SET TASK: Produce a verbatim copy of the entries listed below.
##############################
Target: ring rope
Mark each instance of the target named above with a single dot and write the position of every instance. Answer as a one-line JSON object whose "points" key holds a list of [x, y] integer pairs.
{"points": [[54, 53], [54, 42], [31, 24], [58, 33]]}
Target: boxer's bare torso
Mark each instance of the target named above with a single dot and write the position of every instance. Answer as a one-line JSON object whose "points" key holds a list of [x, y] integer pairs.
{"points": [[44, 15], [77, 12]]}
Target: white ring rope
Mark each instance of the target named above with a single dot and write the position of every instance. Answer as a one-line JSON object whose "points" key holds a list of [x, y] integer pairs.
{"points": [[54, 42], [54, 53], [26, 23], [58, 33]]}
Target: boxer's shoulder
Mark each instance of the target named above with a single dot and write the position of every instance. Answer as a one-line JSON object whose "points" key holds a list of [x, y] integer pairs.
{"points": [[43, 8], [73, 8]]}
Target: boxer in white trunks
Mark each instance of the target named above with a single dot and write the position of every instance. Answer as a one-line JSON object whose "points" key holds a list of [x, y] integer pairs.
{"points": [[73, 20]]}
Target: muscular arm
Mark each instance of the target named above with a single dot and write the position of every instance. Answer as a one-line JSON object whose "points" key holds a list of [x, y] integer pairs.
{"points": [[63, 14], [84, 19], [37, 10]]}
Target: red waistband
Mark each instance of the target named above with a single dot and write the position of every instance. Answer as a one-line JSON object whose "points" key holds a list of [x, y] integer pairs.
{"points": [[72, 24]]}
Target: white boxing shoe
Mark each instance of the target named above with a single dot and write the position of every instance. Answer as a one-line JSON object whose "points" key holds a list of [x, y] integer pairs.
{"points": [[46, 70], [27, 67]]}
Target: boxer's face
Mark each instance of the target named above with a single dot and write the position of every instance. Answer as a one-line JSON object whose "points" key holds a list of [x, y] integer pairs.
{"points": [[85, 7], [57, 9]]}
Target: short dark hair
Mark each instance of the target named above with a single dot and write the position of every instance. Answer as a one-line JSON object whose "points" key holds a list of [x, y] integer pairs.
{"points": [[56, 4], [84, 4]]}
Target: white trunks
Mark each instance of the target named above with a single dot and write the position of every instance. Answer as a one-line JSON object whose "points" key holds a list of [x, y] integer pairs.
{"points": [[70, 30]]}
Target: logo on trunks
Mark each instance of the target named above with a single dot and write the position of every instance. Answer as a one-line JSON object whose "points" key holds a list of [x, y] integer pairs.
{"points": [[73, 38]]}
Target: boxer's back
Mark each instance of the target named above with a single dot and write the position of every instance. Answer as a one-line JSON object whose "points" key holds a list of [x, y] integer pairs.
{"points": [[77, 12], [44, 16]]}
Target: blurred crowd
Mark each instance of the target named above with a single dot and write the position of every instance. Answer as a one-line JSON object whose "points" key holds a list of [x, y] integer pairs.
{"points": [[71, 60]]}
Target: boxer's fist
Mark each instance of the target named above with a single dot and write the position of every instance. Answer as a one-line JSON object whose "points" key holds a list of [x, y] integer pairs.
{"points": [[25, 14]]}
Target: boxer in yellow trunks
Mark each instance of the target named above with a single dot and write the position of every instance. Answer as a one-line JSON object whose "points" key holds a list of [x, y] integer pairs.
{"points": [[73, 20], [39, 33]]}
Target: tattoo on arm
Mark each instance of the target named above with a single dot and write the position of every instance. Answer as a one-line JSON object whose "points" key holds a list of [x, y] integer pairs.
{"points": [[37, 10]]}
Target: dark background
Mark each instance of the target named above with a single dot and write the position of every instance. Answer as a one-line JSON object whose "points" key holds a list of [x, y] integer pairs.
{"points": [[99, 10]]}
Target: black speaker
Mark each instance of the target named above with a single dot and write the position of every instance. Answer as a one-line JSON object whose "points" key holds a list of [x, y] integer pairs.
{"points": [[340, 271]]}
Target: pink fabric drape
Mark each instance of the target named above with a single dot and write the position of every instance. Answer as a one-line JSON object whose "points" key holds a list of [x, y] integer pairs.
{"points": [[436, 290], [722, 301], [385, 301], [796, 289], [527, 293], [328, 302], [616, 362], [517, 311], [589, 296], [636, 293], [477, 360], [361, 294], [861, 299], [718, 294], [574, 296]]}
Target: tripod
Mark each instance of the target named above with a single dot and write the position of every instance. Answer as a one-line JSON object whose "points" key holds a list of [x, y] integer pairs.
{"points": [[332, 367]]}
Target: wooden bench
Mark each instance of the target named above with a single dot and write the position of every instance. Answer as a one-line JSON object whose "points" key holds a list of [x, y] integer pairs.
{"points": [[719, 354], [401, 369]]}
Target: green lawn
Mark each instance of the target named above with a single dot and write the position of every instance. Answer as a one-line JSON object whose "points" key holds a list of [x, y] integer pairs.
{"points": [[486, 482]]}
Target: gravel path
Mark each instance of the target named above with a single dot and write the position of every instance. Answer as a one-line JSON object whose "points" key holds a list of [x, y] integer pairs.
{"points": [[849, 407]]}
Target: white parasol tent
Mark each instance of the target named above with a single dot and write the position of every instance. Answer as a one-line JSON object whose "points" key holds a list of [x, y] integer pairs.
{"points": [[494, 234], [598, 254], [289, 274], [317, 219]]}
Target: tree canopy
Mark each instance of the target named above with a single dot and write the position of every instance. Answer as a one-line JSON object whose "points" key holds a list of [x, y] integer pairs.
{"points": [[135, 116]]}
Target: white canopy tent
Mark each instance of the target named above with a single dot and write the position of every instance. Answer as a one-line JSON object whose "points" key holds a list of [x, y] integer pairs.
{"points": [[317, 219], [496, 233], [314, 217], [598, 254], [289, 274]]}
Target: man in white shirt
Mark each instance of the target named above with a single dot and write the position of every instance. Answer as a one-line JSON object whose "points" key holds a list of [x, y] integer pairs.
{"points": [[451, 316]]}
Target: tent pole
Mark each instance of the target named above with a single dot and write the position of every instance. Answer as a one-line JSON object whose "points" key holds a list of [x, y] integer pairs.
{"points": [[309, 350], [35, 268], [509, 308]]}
##############################
FINAL RESULT:
Target: ring rope
Mark each instance of the target named above with a single dot and write the position of every instance. Answer as a one-line JSON object whose "points" key holds a list of [x, y] integer pairs.
{"points": [[54, 53], [54, 42], [31, 24], [58, 33]]}
Target: boxer's bare torso
Mark each instance of the target named above with a single dot and write the position of every instance. Answer as a one-line JSON object whose "points" key holds a list of [x, y] integer pairs.
{"points": [[44, 15], [77, 12]]}
Target: white ring rope
Mark each instance of the target named above with a single dot and write the position of every instance. Answer as a one-line JSON object whose "points" key holds a list of [x, y] integer pairs.
{"points": [[54, 42], [54, 53], [26, 23], [58, 33]]}
Target: boxer's shoulder
Mark each instance of the target named above with a single dot and write the position of every instance. Answer as a one-line JSON object whose "points" key holds a list of [x, y] integer pairs.
{"points": [[43, 8], [73, 8]]}
Target: boxer in white trunks
Mark each instance of the target named above with a single dot and write the position of every instance. Answer as a one-line JSON object whose "points" key holds a list of [x, y] integer pairs.
{"points": [[73, 20]]}
Target: muscular arm
Mark each instance of the target named above with a single dot and write the position of every instance. Answer as a one-line JSON object whose "points" key holds a list of [x, y] integer pairs.
{"points": [[63, 14], [84, 19], [37, 10]]}
Target: red waistband
Mark each instance of the target named above with a single dot and write the position of every instance. Answer as a one-line JSON object whose "points" key holds a list of [x, y] integer pairs.
{"points": [[72, 24]]}
Target: white boxing shoe
Mark each instance of the target named above with a single dot and write the position of every instance. Answer as a one-line JSON object whose "points" key holds a list of [x, y] integer pairs.
{"points": [[46, 70], [27, 67]]}
Target: boxer's face
Mark each instance of the target named above with a single dot and write the position of every instance. Answer as a one-line JSON object whose "points" key holds a list of [x, y] integer pairs.
{"points": [[85, 7], [57, 9]]}
Target: short dark hair
Mark each instance of the target named above with a single dot and write the position of every instance. Answer as a one-line JSON object whose "points" key holds a list of [x, y] integer pairs.
{"points": [[56, 4], [84, 4]]}
Target: white trunks
Mark each instance of the target named above with a single dot and write the position of every instance. Answer as a one-line JSON object whose "points" key holds a list of [x, y] integer pairs.
{"points": [[70, 30]]}
Target: logo on trunks
Mark each instance of the target named above with a single dot and write the position of every instance. Answer as a one-line JSON object whose "points" key holds a list of [x, y] integer pairs.
{"points": [[73, 38]]}
Target: boxer's back
Mark each instance of the target named above with a single dot and write the position of every instance. Answer as a one-line JSON object whose "points" key holds a list of [x, y] integer pairs.
{"points": [[77, 12], [44, 16]]}
Target: blurred crowd
Mark each instance of the target named above with a single dot and write the position of every instance. Answer as a one-line JSON object whose "points" key holds a list of [x, y] integer pairs.
{"points": [[71, 60]]}
Target: boxer's fist
Mark each instance of the target named above with a single dot and write the position of every instance. Answer as a one-line JSON object whose "points" key holds a list of [x, y] integer pairs.
{"points": [[25, 14]]}
Target: boxer in yellow trunks
Mark each instance of the target named above with a single dot and write the position of every instance. Answer as a one-line JSON object whose "points" key holds a list of [x, y] integer pairs.
{"points": [[73, 20], [39, 33]]}
Target: tattoo on arm
Mark each instance of the target named above with a single dot and write the position of every instance. Answer as a one-line JSON object whose "points" key holds a list of [x, y] integer pairs.
{"points": [[37, 10]]}
Target: dark background
Mark each instance of the target named above with a single dot and write the position of every instance. Answer as a one-line JSON object whose "points" key holds a list of [x, y] integer pairs.
{"points": [[99, 10]]}
Target: black speaker
Mark each instance of the target named above with a single dot and write the position of every instance. Answer as a one-line JSON object whose "points" key holds a list of [x, y] integer pairs.
{"points": [[340, 271]]}
Target: pink fabric drape
Mark each instance of the target named above with a single dot and write the position of every instance. Answer as a one-line JSON object whose "points" key holds a list of [x, y] integer pairs.
{"points": [[436, 290], [722, 301], [385, 301], [796, 289], [527, 293], [328, 302], [616, 362], [517, 311], [589, 296], [636, 293], [477, 360], [361, 294], [861, 299], [718, 294], [574, 296]]}
Target: tripod
Mark each instance of the target named above with a single dot and write the position of every instance. Answer as a one-line JSON object whose "points" key holds a list of [x, y] integer pairs.
{"points": [[332, 367]]}
Target: wooden bench
Mark each instance of the target named above with a single dot and write the position of every instance. Answer as a one-line JSON object whose "points" key holds a list of [x, y] integer pairs.
{"points": [[719, 354], [401, 369]]}
Target: green lawn
Mark each instance of the target named above with a single dot and write the position of every instance. Answer as a one-line JSON object whose "points" key holds a list of [x, y] integer pairs.
{"points": [[486, 482]]}
Target: gravel path
Mark each instance of the target named above with a single dot and write the position of every instance. Answer as a one-line JSON object whose "points" key holds a list of [x, y] integer pairs.
{"points": [[849, 407]]}
Target: white parasol tent
Mark each instance of the target named above with a single dot and write the position of every instance. Answer as a one-line JSON object whose "points" key holds a list of [x, y] integer pairs.
{"points": [[494, 234], [598, 254], [289, 274], [317, 219]]}
Target: tree canopy
Mark each instance of the target named above with a single dot and write the position of every instance. Answer as a one-line JSON object whose "points" key holds a list of [x, y] integer pairs.
{"points": [[135, 116]]}
Target: white canopy tent
Mark each instance of the target named above with a single dot and write the position of every instance. Answer as a one-line JSON object whose "points" key holds a list of [x, y] integer pairs.
{"points": [[317, 219], [496, 233], [314, 217], [598, 254], [289, 274]]}
Target: man in white shirt
Mark each instance of the target named above with a single dot and write the position of every instance. Answer as a one-line JSON object whose "points" key holds a list of [x, y] integer pairs.
{"points": [[451, 316]]}
Target: tent pole
Mark each instance of the target named above with a single dot and write the position of every instance. Answer as a one-line JSON object whose "points" key holds a list of [x, y] integer pairs.
{"points": [[309, 350], [35, 268], [509, 308]]}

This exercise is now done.